Text segment
————

Forum for Science, Industry and Business

Sponsored by:     3M 
Search our Site:

 

How 'Secondary' Sex Characters Can Drive the Origin of Species

27.08.2008
The ostentatious, sometimes bizarre qualities that improve a creature's chances of finding a mate may also drive the reproductive separation of populations and the evolution of new species, say two Indiana University Bloomington biologists.

In the September 2008 issue of Evolution (now online), Armin Moczek and Harald Parzer examine males from four geographically separated populations of the horned beetle species Onthophagus taurus. The beetles have diverged significantly in the size of the male copulatory organ, and natural selection operating on the other end of the animal -- horns atop the beetles' heads -- seems to be driving it.

"Biologists have known that in these beetles there is an investment trade-off between secondary sexual characters and primary sexual characters," Moczek said. "As horns get bigger, copulatory organs get smaller, or vice versa. What was not known was how frequently and how fast this can occur in nature, and whether this can drive the evolution of new species."

Structures directly involved in mating are known as primary sexual characters, whereas combat structures like horns -- or seductive attributes like a cardinal's vibrant plumage or a bullfrog's deeply resonant baritone -- are known as secondary sexual characters.

Evolutionary biologists believe changes in copulatory organ size and shape can spur speciation by making individuals from different populations sexually incompatible.

Native to Italy, O. taurus exists in other parts of the world only because of recent human activity. This means, Moczek and Parzer say, that the marked divergences they observed in O. taurus's horn and copulatory organ size must have occurred over an extremely short period of time -- 50 years or less.

Despite what many of us are led to believe, variation in male copulatory organ size within species tends to be very low, humans and beetles included. Yet the four O. taurus populations Moczek and Parzer studied in the U.S. (North Carolina), Italy, and western and eastern Australia, exhibit substantial changes in both horn and genitalia length -- as much as 3.5 times, in terms of an "investment" index the scientists devised that takes body size into account.

The scientists examined 10 other Onthophagus species, and as expected, they found vast differences between the species regarding horn and male copulatory organ size. Moczek says this suggests that trade-offs between primary and secondary sexual traits continue to shape the way species diverge well after speciation has occurred.

————

Available data
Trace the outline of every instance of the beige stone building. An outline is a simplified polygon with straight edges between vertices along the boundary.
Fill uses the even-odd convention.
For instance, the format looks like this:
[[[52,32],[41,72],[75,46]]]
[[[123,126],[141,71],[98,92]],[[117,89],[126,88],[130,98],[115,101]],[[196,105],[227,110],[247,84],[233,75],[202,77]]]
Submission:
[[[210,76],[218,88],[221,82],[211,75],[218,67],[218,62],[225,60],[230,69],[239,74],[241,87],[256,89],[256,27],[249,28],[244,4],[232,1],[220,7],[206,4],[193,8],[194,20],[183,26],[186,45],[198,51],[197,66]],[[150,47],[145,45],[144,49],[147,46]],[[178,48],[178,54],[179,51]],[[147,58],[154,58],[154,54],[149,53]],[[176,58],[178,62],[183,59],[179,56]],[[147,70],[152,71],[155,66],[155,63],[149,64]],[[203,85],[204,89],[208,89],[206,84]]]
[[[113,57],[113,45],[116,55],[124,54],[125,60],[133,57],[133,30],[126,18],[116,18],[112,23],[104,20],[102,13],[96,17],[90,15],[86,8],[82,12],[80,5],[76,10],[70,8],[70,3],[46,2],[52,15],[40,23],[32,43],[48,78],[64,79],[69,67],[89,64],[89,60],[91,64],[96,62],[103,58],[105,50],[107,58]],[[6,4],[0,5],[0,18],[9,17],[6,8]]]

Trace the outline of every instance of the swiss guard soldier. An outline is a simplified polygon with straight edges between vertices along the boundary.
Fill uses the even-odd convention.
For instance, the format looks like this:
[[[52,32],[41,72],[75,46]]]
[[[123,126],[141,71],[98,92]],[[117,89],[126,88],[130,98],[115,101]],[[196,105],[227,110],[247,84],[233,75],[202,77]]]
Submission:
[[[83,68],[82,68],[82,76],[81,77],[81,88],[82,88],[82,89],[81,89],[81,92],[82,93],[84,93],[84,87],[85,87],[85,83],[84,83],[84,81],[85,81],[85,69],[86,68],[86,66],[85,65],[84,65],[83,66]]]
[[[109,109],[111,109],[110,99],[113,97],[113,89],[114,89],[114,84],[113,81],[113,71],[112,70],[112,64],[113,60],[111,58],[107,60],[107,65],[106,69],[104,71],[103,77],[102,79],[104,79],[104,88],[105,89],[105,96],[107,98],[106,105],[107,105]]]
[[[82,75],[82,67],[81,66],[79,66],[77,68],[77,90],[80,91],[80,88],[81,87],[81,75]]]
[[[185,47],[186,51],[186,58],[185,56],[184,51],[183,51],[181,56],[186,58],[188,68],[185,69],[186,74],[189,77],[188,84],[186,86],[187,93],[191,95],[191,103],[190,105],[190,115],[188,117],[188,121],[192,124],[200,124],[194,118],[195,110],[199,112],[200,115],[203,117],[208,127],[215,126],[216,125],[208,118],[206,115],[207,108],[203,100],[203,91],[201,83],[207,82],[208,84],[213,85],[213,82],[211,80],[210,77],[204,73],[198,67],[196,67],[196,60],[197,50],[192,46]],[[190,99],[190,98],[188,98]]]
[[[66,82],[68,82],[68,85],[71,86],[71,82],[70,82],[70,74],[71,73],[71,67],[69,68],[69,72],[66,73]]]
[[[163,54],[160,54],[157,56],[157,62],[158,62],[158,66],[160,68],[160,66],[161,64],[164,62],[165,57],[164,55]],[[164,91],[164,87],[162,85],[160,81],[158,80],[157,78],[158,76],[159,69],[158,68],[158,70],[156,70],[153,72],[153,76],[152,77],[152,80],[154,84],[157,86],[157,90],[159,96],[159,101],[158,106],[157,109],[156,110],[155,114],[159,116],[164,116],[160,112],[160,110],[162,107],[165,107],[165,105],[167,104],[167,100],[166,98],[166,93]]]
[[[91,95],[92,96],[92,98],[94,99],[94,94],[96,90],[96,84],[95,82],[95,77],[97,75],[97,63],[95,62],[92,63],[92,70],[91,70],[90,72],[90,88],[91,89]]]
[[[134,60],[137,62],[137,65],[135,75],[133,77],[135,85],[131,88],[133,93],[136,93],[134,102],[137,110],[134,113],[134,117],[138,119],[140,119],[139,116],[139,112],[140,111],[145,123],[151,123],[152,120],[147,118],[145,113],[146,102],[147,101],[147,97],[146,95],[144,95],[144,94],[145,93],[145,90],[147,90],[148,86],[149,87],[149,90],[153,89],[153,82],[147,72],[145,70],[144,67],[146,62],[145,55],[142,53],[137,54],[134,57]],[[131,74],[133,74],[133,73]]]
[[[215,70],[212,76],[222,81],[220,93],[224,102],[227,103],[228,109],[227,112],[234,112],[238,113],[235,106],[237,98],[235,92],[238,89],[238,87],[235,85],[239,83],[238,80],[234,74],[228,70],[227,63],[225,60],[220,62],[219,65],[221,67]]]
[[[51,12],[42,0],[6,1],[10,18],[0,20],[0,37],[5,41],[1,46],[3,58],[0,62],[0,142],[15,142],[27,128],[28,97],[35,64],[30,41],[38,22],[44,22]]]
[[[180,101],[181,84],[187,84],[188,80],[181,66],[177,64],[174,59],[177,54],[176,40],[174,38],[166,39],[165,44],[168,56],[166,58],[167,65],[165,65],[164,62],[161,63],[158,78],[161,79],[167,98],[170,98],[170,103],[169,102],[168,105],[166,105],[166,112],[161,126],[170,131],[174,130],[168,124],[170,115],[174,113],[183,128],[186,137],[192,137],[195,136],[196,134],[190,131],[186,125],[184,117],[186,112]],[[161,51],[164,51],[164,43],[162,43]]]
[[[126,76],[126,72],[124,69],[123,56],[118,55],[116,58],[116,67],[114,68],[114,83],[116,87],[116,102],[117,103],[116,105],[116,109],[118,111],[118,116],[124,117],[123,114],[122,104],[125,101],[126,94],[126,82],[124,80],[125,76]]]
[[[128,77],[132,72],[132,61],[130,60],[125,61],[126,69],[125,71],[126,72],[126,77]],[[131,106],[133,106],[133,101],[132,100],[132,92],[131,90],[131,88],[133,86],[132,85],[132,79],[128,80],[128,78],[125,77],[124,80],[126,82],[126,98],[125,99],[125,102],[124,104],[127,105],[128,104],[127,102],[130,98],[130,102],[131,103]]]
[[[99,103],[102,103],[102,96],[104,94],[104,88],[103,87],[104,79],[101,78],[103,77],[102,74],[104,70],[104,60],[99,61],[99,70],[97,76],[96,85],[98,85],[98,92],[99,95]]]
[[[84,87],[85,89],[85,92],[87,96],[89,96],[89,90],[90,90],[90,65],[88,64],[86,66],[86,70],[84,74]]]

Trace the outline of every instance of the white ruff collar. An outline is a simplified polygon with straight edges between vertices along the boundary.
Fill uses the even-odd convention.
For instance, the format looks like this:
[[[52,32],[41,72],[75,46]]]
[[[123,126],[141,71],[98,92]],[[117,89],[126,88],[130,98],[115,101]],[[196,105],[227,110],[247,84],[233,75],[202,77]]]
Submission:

————

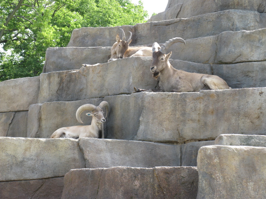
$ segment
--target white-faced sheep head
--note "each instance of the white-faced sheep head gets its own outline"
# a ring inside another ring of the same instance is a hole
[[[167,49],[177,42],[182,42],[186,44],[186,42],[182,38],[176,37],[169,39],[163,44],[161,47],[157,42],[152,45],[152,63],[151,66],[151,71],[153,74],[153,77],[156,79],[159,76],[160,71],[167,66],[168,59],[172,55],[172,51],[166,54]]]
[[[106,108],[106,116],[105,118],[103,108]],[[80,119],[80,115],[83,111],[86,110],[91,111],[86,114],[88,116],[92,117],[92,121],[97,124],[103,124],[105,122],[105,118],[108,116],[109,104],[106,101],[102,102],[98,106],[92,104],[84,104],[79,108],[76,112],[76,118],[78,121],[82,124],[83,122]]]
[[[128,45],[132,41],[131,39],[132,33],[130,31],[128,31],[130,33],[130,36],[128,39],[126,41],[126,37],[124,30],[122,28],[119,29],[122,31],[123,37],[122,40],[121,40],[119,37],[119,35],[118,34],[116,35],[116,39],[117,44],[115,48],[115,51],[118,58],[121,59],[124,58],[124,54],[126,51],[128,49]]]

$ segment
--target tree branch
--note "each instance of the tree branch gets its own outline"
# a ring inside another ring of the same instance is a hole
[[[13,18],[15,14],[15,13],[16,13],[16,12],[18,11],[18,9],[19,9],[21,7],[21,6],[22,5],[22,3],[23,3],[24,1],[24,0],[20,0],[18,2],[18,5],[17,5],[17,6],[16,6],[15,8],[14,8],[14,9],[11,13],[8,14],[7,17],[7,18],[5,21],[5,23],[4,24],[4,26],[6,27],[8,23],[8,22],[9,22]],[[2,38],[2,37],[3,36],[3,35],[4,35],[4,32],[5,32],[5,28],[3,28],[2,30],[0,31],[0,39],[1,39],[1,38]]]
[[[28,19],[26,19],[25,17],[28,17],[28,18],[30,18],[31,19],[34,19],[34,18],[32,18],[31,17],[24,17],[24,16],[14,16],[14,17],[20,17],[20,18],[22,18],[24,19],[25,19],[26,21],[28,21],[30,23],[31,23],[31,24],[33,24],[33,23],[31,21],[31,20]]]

————

Work request
List every example of a secondary sexual character that the horned beetle article names. Rely only on the horned beetle article, not on the listing.

Task output
- Horns (combat structures atop the beetles' heads)
- A cardinal's vibrant plumage
- A bullfrog's deeply resonant baritone